Curtis’s original intention was that Barnabas was a villain who would menace other characters for thirteen weeks and then be destroyed. But Barnabas proved to be unexpectedly popular with the audience. It is an oversimplification to think that the early Barnabas was entirely a villain. In Barnabas’s early episodes, the writers did provide the character with some material that allowed the audience to feel some sympathy for him. Notably, for example, when Barnabas first arrives at the Old House, he is given a speech expressing his joy at returning to his original home after so long an exile. Jonathan Frid’s triumph was that he seized the opportunities that a speech like this gave him to make Barnabas much more than a one-dimensional villain.

A Canadian actor who had played major Shakespearean roles, Jonathan Frid thought that Barnabas was only a brief, 13-week assignment. He had no interest in playing Barnabas simply as a conventional horror movie monster. Instead, from his first appearance on the show, Frid was intent on playing Barnabas not as a as a credible, three-dimensional character. He played Barnabas’s charm and gentlemanly manners not as a deceptive facade, but as genuine; they also seem to have been part of Frid’s actual personality. Barnabas did not come across as an invader of Collinwood, but as someone who belonged there, who loved the Old House and cared about the family history. Frid always said that the key to his performance was in seeing Barnabas as a man with a secret. Barnabas may have been a menace, but Frid conveyed the character’s insecurity beneath his outer confidence, his gnawing worries that his dark secret, being a vampire, would be exposed. Frid said in interviews that his own insecurity about performing on television, and worries about remembering his lines, came across on television as Barnabas’s insecurity. Perhaps this is so, but Frid took advantage of it, and surely used his own nervousness to shape his performance. The audience responded to this vulnerability of Barnabas’s; they did not want him to be exposed, either. This early Barnabas was obsessed with his lost love Josette, so much so that he tried to mold Maggie Evans, her lookalike –both roles were plated by Ms. Scott—into a recreation of her. Even so, the audience could sense a genuine romantic longing when Barnabas spoke of his “ancestor’s” love for Josette. Through much of 1967 Barnabas was written and played as a villain, menacing poor Maggie, but there was something intriguing about Barnabas’s villainy as Frid played it. Frid had a charismatic presence that worked well on television. Frid’s Barnabas was just what this modern day Gothic romance needed: a dark, brooding, sinister antihero in the Gothic novel tradition. Audiences responded positively and grew in number. The ratings went up, and the plans to destroy Barnabas after thirteen weeks were set aside. Frid’s Barnabas had saved Dark Shadows from cancellation, and soon became the dominant character on the show.

###

WRITTEN TASKS:
A - In the passage about Barnabas, what did Frid always say was the key to his performance?
B - Write out the stretch of the passage about Barnabas from "Curtis’s original intention" through "a one-dimensional villain.", keeping every word unchanged.
The data that comes next has no role here.

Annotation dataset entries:
###

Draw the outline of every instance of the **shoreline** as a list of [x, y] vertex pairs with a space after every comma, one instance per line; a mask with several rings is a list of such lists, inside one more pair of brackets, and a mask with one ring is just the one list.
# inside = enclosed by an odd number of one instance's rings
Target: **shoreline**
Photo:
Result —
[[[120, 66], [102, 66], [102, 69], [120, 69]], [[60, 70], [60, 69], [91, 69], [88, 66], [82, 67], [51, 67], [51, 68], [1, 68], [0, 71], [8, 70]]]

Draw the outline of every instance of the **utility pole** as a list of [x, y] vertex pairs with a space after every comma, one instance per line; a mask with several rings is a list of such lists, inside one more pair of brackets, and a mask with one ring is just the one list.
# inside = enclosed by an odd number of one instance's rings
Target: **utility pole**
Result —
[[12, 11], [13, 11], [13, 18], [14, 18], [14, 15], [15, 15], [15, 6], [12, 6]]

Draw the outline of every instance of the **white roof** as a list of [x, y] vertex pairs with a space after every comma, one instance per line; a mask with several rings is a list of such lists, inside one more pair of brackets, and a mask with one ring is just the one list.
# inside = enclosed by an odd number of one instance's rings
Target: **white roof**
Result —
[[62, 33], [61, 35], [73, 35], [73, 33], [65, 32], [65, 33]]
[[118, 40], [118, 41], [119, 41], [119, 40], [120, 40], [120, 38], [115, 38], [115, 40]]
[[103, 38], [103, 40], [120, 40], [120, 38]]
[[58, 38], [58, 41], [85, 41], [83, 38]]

###

ANSWERS TO THE EXERCISES:
A - Seeing Barnabas as a man with a secret.

B -
Curtis’s original intention was that Barnabas was a villain who would menace other characters for thirteen weeks and then be destroyed. But Barnabas proved to be unexpectedly popular with the audience. It is an oversimplification to think that the early Barnabas was entirely a villain. In Barnabas’s early episodes, the writers did provide the character with some material that allowed the audience to feel some sympathy for him. Notably, for example, when Barnabas first arrives at the Old House, he is given a speech expressing his joy at returning to his original home after so long an exile. Jonathan Frid’s triumph was that he seized the opportunities that a speech like this gave him to make Barnabas much more than a one-dimensional villain.